--- START DATA IN THIS EXERCISE ---
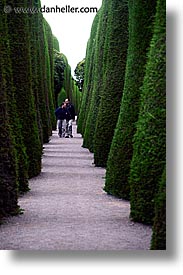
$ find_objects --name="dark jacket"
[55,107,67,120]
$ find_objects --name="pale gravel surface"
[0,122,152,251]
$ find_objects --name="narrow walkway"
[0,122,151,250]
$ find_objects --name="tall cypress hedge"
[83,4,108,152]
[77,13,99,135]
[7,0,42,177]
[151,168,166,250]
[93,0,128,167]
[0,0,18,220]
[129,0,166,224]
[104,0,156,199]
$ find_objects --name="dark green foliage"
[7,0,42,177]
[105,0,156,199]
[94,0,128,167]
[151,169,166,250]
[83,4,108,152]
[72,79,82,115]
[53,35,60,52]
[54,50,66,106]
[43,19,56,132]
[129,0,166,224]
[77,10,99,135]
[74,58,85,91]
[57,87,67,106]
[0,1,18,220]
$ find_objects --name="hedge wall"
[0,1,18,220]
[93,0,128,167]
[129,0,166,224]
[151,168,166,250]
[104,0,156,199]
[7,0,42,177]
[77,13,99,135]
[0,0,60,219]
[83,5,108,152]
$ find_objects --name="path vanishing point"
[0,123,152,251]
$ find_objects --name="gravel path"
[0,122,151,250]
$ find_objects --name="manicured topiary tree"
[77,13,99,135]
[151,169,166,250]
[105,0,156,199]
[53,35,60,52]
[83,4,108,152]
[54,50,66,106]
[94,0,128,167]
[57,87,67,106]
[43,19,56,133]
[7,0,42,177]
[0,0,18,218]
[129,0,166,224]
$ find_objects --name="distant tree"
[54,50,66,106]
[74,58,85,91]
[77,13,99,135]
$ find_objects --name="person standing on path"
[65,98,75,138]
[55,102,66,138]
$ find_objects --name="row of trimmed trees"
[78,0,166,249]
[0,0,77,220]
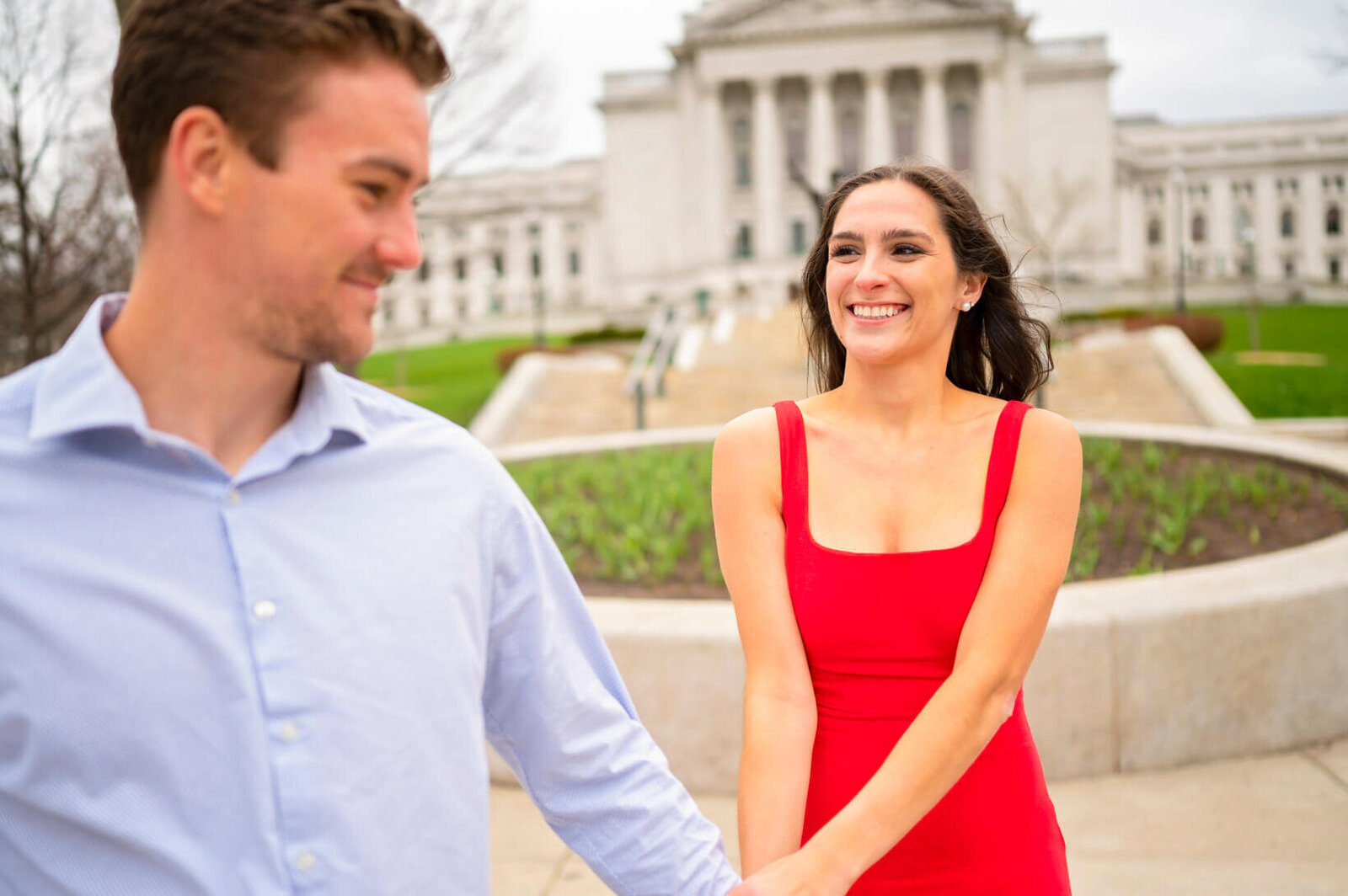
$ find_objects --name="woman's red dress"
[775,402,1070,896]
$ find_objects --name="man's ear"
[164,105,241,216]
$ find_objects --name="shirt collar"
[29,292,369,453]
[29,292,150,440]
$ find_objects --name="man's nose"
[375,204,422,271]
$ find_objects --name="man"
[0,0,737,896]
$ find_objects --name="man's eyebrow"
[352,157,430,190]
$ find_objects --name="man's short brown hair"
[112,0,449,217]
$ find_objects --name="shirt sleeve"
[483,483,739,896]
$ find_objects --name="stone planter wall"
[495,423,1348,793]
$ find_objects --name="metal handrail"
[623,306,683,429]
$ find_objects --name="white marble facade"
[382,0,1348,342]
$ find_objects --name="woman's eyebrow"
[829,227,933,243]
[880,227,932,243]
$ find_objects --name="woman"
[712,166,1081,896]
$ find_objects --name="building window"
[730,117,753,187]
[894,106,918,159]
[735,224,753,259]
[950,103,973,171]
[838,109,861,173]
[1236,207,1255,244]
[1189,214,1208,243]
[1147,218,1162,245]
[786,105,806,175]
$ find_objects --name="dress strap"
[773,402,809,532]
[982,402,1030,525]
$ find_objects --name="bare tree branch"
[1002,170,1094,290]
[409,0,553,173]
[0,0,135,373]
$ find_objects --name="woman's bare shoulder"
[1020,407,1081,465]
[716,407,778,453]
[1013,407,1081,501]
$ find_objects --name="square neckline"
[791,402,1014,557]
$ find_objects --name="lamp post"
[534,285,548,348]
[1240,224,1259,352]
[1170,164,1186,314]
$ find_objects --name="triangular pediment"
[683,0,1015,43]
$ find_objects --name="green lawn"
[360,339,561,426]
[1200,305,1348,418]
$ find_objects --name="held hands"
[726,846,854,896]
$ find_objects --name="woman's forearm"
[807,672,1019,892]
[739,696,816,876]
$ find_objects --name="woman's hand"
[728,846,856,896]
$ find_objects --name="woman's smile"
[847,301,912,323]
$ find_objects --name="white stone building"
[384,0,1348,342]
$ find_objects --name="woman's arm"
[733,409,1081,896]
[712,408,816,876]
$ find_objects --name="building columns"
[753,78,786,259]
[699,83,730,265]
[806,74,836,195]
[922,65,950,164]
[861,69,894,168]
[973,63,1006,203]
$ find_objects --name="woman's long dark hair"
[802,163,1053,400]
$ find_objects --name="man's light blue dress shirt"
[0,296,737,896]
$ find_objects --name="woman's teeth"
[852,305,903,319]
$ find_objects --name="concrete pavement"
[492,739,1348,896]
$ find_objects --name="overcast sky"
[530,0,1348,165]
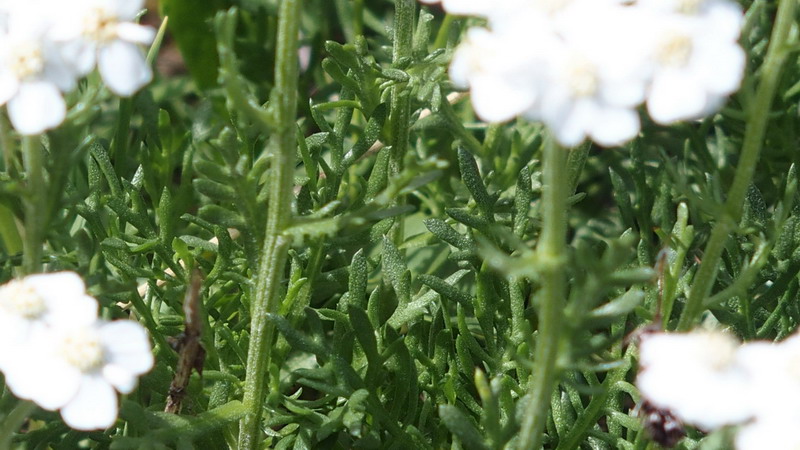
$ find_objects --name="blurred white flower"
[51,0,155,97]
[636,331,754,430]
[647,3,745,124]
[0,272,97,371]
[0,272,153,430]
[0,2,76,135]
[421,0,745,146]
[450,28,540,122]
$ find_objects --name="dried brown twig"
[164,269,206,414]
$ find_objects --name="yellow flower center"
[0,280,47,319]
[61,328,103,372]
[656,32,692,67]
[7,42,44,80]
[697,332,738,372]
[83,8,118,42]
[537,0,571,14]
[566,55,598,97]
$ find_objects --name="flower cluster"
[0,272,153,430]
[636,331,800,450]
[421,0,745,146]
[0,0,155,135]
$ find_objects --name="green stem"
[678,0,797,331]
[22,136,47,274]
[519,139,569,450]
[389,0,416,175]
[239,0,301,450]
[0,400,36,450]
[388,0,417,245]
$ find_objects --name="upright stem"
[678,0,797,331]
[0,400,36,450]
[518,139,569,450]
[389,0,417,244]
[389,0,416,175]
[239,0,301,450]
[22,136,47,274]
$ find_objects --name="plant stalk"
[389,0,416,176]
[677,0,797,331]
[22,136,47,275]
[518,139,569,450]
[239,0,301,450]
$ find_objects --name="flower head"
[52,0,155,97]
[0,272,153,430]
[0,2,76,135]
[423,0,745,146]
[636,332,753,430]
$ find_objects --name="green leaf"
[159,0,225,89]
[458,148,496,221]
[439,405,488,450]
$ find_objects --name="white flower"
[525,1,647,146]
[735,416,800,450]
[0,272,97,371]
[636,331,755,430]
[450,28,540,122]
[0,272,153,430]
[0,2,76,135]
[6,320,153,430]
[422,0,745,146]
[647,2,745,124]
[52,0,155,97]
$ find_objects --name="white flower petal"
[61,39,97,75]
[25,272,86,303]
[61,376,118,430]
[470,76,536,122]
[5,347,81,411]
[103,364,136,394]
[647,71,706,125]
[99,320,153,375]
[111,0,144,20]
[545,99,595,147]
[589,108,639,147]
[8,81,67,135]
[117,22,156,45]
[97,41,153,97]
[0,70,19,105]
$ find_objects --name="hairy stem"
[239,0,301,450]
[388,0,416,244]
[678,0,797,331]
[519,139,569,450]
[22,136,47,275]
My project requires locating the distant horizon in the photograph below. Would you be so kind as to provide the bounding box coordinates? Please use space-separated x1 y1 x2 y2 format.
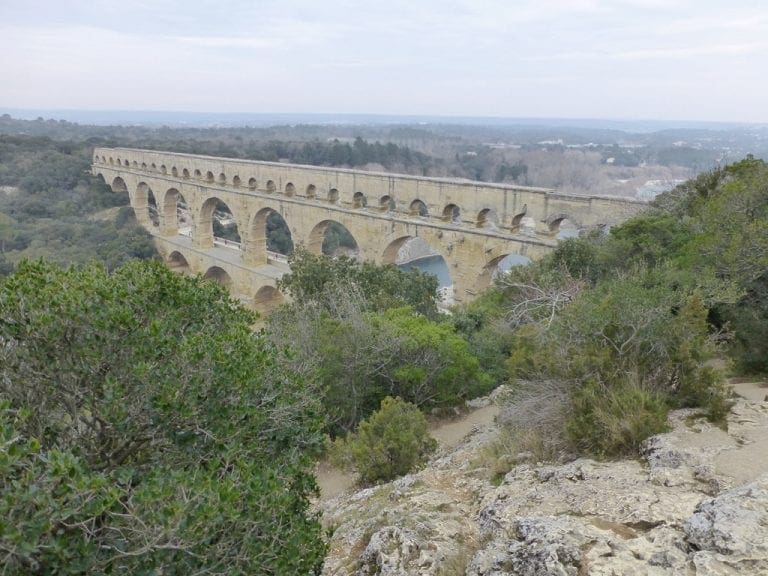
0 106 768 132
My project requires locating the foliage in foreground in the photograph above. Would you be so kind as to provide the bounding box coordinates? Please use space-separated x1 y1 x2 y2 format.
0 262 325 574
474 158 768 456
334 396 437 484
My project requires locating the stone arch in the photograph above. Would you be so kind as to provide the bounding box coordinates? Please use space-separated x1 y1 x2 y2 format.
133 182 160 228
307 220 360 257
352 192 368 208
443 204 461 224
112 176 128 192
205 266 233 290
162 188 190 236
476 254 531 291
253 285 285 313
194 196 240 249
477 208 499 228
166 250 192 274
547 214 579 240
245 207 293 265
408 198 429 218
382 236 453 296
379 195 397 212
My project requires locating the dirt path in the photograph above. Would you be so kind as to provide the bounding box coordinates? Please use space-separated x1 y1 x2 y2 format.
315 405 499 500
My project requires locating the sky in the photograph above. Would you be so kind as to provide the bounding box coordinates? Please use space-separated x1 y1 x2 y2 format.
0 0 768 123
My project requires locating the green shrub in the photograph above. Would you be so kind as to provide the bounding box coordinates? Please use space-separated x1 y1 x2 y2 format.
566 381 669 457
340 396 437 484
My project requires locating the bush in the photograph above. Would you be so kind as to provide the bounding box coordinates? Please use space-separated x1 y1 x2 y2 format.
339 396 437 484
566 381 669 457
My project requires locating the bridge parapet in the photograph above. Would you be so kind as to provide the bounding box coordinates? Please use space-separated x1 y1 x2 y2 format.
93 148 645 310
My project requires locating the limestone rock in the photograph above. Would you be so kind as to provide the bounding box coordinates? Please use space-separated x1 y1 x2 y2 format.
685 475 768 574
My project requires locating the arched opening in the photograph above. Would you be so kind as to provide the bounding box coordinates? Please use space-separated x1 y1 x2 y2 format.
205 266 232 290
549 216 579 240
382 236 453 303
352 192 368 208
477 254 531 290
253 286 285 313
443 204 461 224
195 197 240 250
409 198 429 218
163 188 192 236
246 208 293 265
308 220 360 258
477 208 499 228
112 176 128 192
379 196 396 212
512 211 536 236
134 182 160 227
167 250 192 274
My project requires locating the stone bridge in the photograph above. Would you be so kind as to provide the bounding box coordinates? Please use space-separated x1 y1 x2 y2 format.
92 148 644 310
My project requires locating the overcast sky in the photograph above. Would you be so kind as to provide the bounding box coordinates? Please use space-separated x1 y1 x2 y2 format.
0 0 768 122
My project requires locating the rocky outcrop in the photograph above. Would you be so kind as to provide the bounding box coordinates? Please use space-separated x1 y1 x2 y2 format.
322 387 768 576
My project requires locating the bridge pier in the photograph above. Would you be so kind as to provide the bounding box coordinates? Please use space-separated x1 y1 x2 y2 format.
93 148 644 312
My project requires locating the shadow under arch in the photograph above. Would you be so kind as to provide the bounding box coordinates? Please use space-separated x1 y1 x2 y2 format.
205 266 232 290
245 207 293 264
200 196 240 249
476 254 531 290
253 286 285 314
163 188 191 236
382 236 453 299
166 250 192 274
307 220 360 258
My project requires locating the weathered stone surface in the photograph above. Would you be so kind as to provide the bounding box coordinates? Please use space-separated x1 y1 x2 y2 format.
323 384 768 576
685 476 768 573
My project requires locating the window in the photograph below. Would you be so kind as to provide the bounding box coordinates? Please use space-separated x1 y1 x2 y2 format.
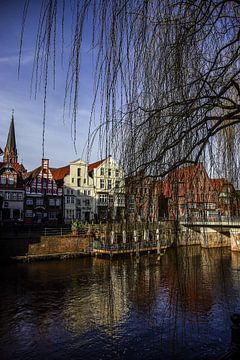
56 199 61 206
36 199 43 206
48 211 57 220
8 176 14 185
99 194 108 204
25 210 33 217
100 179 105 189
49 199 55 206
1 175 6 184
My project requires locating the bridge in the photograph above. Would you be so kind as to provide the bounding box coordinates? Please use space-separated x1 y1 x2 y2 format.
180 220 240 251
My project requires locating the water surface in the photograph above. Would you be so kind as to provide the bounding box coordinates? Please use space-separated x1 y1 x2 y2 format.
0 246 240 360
--- END DATA IN THIS EXERCISE ---
> **CHALLENGE**:
Reproduce word for word everything in the data from the line containing "My project requires locating the window" down through the final line, both included. Leave out the picture.

> **WRITTEN SOLUTION**:
My project requires locating the window in the photograph below. Would you be so kind as to provide the bounding box coordinates? Please use space-separated x1 y1 x2 y2 format.
56 199 61 206
36 199 43 206
48 211 57 220
8 176 14 185
99 194 108 204
25 210 33 217
100 179 105 189
49 199 55 206
1 175 6 184
My project requires locating the bridge in the photograph above. Would you be so kind as to provide the bounding box coordinates? Please use space-separated x1 y1 x2 y2 format.
180 220 240 251
My project requires locating the water surface in the photograph above. Would you be so kind as to provide the bounding box coordinates? Please use space-separated x1 y1 x2 y2 format.
0 246 240 360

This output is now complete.